Line by line, output the entries below exactly as they appear.

Data records START

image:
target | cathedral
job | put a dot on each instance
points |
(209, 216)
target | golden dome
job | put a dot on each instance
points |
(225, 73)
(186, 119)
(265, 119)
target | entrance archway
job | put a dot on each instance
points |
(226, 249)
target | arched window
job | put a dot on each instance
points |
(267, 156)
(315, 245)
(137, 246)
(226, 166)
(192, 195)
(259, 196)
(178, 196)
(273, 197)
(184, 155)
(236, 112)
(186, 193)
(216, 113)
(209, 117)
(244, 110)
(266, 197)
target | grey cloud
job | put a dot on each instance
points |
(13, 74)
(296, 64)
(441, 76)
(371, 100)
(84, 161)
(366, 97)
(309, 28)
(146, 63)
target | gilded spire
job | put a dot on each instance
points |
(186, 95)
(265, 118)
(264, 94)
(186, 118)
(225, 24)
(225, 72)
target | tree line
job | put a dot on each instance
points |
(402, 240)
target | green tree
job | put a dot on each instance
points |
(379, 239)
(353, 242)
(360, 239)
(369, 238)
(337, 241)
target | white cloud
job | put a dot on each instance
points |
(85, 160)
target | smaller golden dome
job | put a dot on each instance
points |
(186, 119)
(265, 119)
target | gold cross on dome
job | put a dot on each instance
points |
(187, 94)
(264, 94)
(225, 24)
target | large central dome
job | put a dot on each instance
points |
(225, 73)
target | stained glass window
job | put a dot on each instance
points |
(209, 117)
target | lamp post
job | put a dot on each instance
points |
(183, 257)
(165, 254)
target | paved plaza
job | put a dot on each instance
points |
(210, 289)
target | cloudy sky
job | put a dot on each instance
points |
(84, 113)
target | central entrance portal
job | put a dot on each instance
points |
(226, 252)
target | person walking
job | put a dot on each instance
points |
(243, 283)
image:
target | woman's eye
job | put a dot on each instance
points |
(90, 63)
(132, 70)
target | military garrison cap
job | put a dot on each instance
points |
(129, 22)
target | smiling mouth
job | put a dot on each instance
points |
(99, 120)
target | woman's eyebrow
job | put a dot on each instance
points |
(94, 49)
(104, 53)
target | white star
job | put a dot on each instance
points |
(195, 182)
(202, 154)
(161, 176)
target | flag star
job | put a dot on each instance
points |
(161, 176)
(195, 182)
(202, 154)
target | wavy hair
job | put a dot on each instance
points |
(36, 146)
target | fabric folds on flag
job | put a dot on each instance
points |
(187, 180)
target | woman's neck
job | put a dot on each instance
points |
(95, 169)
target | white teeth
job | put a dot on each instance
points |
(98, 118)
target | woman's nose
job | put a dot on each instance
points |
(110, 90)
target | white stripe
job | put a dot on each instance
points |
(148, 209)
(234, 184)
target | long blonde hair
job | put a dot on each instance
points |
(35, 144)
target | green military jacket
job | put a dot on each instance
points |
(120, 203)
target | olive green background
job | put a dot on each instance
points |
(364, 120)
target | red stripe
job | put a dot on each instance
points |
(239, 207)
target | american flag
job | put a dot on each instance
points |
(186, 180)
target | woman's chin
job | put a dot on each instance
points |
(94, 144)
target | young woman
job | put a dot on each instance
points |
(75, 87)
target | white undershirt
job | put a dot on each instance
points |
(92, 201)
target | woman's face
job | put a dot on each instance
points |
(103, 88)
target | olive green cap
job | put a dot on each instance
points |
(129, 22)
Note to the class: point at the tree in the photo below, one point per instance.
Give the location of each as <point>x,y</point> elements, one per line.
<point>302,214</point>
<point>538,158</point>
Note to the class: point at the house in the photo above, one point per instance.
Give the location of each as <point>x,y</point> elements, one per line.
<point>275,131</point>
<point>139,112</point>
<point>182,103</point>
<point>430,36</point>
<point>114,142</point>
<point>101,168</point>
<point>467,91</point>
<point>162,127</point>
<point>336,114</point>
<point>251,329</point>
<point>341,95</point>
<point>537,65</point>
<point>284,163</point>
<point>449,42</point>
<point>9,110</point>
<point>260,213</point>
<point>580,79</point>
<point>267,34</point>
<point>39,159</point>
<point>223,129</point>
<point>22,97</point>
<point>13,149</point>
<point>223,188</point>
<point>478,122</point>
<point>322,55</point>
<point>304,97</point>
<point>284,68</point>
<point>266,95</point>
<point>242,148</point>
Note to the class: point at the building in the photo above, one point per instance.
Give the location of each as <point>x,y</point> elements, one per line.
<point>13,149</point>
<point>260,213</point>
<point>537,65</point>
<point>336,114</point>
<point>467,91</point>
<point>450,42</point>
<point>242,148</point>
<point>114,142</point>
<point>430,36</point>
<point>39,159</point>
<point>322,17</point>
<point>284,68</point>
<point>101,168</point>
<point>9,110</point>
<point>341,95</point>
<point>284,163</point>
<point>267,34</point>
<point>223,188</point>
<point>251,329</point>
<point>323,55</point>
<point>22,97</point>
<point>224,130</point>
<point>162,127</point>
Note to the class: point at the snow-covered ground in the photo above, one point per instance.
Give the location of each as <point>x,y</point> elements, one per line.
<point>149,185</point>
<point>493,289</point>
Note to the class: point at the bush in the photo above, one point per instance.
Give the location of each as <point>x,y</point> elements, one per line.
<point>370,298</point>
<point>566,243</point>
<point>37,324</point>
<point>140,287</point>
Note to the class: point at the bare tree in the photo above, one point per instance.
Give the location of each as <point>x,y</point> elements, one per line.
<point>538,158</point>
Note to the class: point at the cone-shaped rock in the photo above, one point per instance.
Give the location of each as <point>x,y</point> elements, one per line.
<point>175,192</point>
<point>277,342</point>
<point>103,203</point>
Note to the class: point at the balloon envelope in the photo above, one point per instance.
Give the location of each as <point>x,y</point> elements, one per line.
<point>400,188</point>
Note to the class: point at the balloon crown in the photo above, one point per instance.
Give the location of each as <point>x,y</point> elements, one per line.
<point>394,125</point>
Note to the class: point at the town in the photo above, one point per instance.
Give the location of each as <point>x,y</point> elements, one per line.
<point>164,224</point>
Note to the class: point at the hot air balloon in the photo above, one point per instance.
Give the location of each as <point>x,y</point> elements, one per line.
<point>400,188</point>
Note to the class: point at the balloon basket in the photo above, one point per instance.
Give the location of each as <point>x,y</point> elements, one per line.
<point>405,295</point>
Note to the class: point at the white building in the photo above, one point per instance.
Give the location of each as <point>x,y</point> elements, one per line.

Data records END

• Answer below:
image:
target | cathedral
job | put a dot on each instance
points |
(209, 216)
target | golden dome
job | put a dot on each instance
points |
(225, 73)
(186, 119)
(265, 119)
target | entrance archway
job | put a dot on each instance
points |
(226, 249)
target | arched window
job | put a dot on each instance
points |
(267, 156)
(315, 245)
(137, 246)
(226, 166)
(192, 195)
(259, 196)
(178, 196)
(273, 197)
(184, 155)
(236, 112)
(186, 193)
(216, 113)
(209, 117)
(244, 110)
(266, 197)
target | grey cloud
job | put a dot on each instance
points |
(13, 74)
(296, 64)
(441, 76)
(371, 100)
(84, 161)
(366, 97)
(309, 28)
(146, 63)
target | gilded spire
job | put a dot on each instance
points |
(186, 95)
(265, 118)
(264, 94)
(186, 118)
(225, 24)
(225, 72)
target | tree line
job | put a dot on each instance
points |
(402, 240)
target | green tree
job | put a dot on each instance
points |
(379, 239)
(353, 242)
(360, 239)
(369, 238)
(337, 241)
target | white cloud
job | put a dot on each instance
points |
(85, 160)
target | smaller golden dome
job | put a dot on each instance
points |
(186, 119)
(265, 119)
target | gold cross on dome
job | put a dot on each instance
points |
(187, 94)
(264, 94)
(225, 24)
target | large central dome
job | put a dot on each instance
points |
(225, 73)
target | stained glass window
job | put a dot on each instance
points |
(209, 117)
target | lamp post
job | put a dot on each instance
points |
(183, 257)
(165, 254)
target | paved plaza
job | put a dot on each instance
points |
(210, 289)
target | cloudy sky
job | put a dot on each instance
points |
(84, 113)
target | central entrance portal
job | put a dot on each instance
points |
(226, 252)
target | person walking
job | put a dot on each instance
points |
(243, 283)
image:
target | woman's eye
job | put a dot on each instance
points |
(90, 63)
(132, 70)
target | military garrison cap
job | put a dot on each instance
points |
(129, 22)
target | smiling mouth
job | put a dot on each instance
points |
(99, 120)
target | woman's eyebrow
job | put a dot on each instance
points |
(94, 49)
(104, 53)
target | white star
job | put a dot on each instance
points |
(195, 182)
(202, 154)
(161, 176)
target | flag star
job | put a dot on each instance
points |
(161, 176)
(195, 182)
(202, 154)
target | wavy hair
job | put a dot on each instance
points |
(36, 146)
target | fabric folds on flag
job | put a dot on each instance
points |
(187, 180)
target | woman's neck
job | put a dot on each instance
points |
(95, 169)
target | white teeth
job | put a dot on each instance
points |
(98, 118)
target | woman's nose
job | put a dot on each instance
points |
(110, 90)
target | white stripe
job | put a dot on each instance
points |
(148, 209)
(234, 184)
target | long blonde hair
job | put a dot on each instance
points |
(35, 144)
target | green military jacket
job | put a dot on each instance
points |
(120, 203)
target | olive green background
job | put a dot on each instance
points |
(364, 120)
target | red stripe
job | put a dot on each instance
points |
(239, 207)
target | american flag
job | put a dot on each instance
points |
(186, 180)
target | woman's chin
job | put a dot on each instance
points |
(94, 144)
target | young woman
job | put a dot on each instance
points |
(75, 87)
target | white undershirt
job | put a dot on each instance
points |
(92, 201)
target | woman's face
job | put a dot on each instance
points |
(103, 88)
target | olive green cap
job | put a dot on each instance
points |
(129, 22)
Note to the class: point at the tree in the photo below, one point per instance.
Give the location of each as <point>x,y</point> elements, one per line.
<point>302,214</point>
<point>538,158</point>
Note to the class: point at the house in the photo above, one point per instance.
Give the location of each as <point>x,y</point> elements, one per line.
<point>275,131</point>
<point>139,112</point>
<point>182,103</point>
<point>430,36</point>
<point>114,142</point>
<point>101,168</point>
<point>467,91</point>
<point>162,127</point>
<point>336,114</point>
<point>251,329</point>
<point>341,95</point>
<point>537,65</point>
<point>284,163</point>
<point>449,42</point>
<point>9,110</point>
<point>260,213</point>
<point>580,79</point>
<point>267,34</point>
<point>39,159</point>
<point>223,129</point>
<point>22,97</point>
<point>13,149</point>
<point>223,188</point>
<point>478,122</point>
<point>322,55</point>
<point>304,97</point>
<point>284,68</point>
<point>266,95</point>
<point>242,148</point>
Note to the class: point at the building in the photo above, one point per instance.
Give the location of each as <point>x,y</point> elements, one per line.
<point>13,149</point>
<point>260,213</point>
<point>537,65</point>
<point>336,114</point>
<point>467,91</point>
<point>450,42</point>
<point>242,148</point>
<point>114,142</point>
<point>430,36</point>
<point>39,159</point>
<point>322,17</point>
<point>284,68</point>
<point>101,168</point>
<point>9,110</point>
<point>341,95</point>
<point>284,163</point>
<point>267,34</point>
<point>223,188</point>
<point>251,329</point>
<point>323,55</point>
<point>22,97</point>
<point>224,130</point>
<point>162,127</point>
Note to the class: point at the snow-covered ground in the photo above, one point per instance.
Give the location of each as <point>x,y</point> elements, one per line.
<point>149,185</point>
<point>493,289</point>
Note to the class: point at the bush in the photo above, one point per instance.
Give the location of each as <point>x,y</point> elements, one per line.
<point>370,298</point>
<point>566,243</point>
<point>37,324</point>
<point>140,287</point>
Note to the class: point at the bare tree in the photo above, one point per instance.
Give the location of each as <point>x,y</point> elements, one per line.
<point>538,158</point>
Note to the class: point at the cone-shaped rock in the photo above, one point per instance.
Give the location of each as <point>x,y</point> elements, one per line.
<point>175,192</point>
<point>277,342</point>
<point>103,203</point>
Note to the class: point at the balloon envelope in the photo above, one point per instance.
Give the location of each as <point>x,y</point> elements, one per line.
<point>400,188</point>
Note to the class: point at the balloon crown in the photo above, one point per instance.
Give the location of each as <point>x,y</point> elements, one per line.
<point>394,125</point>
Note to the class: point at the town in the photo above, one point per instance.
Give the location of each as <point>x,y</point> elements, one per line.
<point>164,224</point>
Note to the class: point at the hot air balloon in the photo above, one point per instance.
Give the location of each as <point>x,y</point> elements, one per line.
<point>400,188</point>
Note to the class: point at the balloon basket in the photo above, one point per instance.
Give the location of each as <point>x,y</point> elements, one per line.
<point>405,295</point>
Note to the class: point at the white building in the photo above, one point per instance.
Give the location of each as <point>x,y</point> elements, one per line.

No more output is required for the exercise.